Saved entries
Content starts
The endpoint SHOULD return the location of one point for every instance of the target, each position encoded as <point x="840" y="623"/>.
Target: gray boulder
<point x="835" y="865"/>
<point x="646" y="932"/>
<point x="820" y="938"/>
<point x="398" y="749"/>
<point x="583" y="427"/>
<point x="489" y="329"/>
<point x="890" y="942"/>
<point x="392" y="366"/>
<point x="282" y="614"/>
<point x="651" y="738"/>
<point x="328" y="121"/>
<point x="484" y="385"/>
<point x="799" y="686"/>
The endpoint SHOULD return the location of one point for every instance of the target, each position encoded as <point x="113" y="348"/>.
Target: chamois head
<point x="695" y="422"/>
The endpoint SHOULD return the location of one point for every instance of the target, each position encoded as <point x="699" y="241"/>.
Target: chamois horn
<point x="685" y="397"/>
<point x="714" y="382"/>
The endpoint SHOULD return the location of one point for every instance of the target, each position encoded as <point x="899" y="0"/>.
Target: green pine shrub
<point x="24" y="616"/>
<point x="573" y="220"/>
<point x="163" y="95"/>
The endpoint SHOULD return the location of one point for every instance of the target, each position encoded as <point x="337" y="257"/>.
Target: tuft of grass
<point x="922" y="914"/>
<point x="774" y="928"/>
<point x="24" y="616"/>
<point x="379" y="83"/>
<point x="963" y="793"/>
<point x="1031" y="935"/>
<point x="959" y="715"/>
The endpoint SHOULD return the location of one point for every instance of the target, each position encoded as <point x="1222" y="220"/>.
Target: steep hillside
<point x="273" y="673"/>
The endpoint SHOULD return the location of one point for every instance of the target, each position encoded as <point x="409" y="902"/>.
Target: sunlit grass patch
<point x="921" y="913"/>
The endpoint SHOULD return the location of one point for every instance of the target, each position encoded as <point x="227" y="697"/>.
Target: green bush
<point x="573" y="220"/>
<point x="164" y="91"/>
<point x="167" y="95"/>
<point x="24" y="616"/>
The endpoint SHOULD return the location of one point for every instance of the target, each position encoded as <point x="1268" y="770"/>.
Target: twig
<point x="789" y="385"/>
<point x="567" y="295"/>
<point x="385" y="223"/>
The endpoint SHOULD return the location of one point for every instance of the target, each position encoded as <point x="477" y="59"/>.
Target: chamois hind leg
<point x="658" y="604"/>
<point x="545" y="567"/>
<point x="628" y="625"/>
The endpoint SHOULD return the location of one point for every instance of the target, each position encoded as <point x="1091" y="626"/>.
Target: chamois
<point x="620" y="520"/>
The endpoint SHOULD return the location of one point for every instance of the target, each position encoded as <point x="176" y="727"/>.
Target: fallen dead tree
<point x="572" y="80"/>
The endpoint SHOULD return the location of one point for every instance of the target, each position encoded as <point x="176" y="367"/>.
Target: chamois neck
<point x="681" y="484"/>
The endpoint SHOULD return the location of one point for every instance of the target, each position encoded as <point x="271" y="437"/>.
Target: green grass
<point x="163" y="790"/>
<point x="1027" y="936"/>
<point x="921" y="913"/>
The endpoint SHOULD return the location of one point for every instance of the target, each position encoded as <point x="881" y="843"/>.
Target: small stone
Content ends
Reproduce the data. Match each line exactly.

▶ [WRITTEN SOLUTION]:
The endpoint SHOULD return the location of one point for every instance of the target, each position encoded as <point x="840" y="623"/>.
Target: gray boulder
<point x="835" y="865"/>
<point x="646" y="932"/>
<point x="820" y="938"/>
<point x="398" y="749"/>
<point x="583" y="427"/>
<point x="489" y="329"/>
<point x="890" y="942"/>
<point x="392" y="366"/>
<point x="282" y="614"/>
<point x="651" y="738"/>
<point x="328" y="121"/>
<point x="484" y="385"/>
<point x="799" y="686"/>
The endpoint SHOULD return the location of one point for every instance of the target, each position encoded as <point x="113" y="348"/>.
Target: chamois head
<point x="695" y="422"/>
The endpoint SHOULD return the location of one point for every instance of the target, each position encoded as <point x="699" y="241"/>.
Target: chamois horn
<point x="685" y="397"/>
<point x="714" y="382"/>
The endpoint SHOULD return the location of one point for every instance of the target, each position encoded as <point x="899" y="0"/>.
Target: green pine shrub
<point x="24" y="616"/>
<point x="573" y="220"/>
<point x="163" y="95"/>
The endpoint SHOULD return the location of one point for every instance of the target, each position encoded as <point x="337" y="257"/>.
Target: tuft of grass
<point x="922" y="914"/>
<point x="774" y="928"/>
<point x="24" y="616"/>
<point x="379" y="83"/>
<point x="963" y="793"/>
<point x="1031" y="935"/>
<point x="959" y="715"/>
The endpoint SHOULD return the location of one point for every instance of the target, each position encoded as <point x="1222" y="220"/>.
Target: steep hillside
<point x="273" y="673"/>
The endpoint SHOULD return the location of one point for every instance of the target, each position encoded as <point x="409" y="902"/>.
Target: sunlit grass patch
<point x="921" y="913"/>
The endpoint SHOULD return the location of one point for every instance of the target, each position encoded as <point x="227" y="697"/>.
Target: green bush
<point x="573" y="220"/>
<point x="164" y="91"/>
<point x="167" y="95"/>
<point x="24" y="616"/>
The endpoint SHOULD return the location of one point for every instance of the target, each position encoded as <point x="1268" y="770"/>.
Target: twig
<point x="789" y="385"/>
<point x="567" y="295"/>
<point x="385" y="223"/>
The endpoint SHOULD return the location of one point for every instance of the target, each position encoded as <point x="477" y="59"/>.
Target: chamois hind leg
<point x="658" y="604"/>
<point x="545" y="567"/>
<point x="628" y="625"/>
The endpoint SHOULD return the location of one point for every instance of the target, each position encoded as <point x="1091" y="626"/>.
Target: chamois
<point x="620" y="520"/>
The endpoint SHOULD return the location of one point for every instance of the target, each position encoded as <point x="176" y="727"/>.
Target: fallen dead tree
<point x="572" y="80"/>
The endpoint SHOULD return the location of one point for every instance of the target, each position encoded as <point x="176" y="367"/>.
Target: chamois neck
<point x="681" y="484"/>
The endpoint SHOULD return the location of one point for every instance of the target, each position encoded as <point x="271" y="437"/>.
Target: green grass
<point x="163" y="790"/>
<point x="1027" y="936"/>
<point x="921" y="913"/>
The endpoint SHOULD return the location of one point for every instance of the target, each position encoded as <point x="881" y="843"/>.
Target: small stone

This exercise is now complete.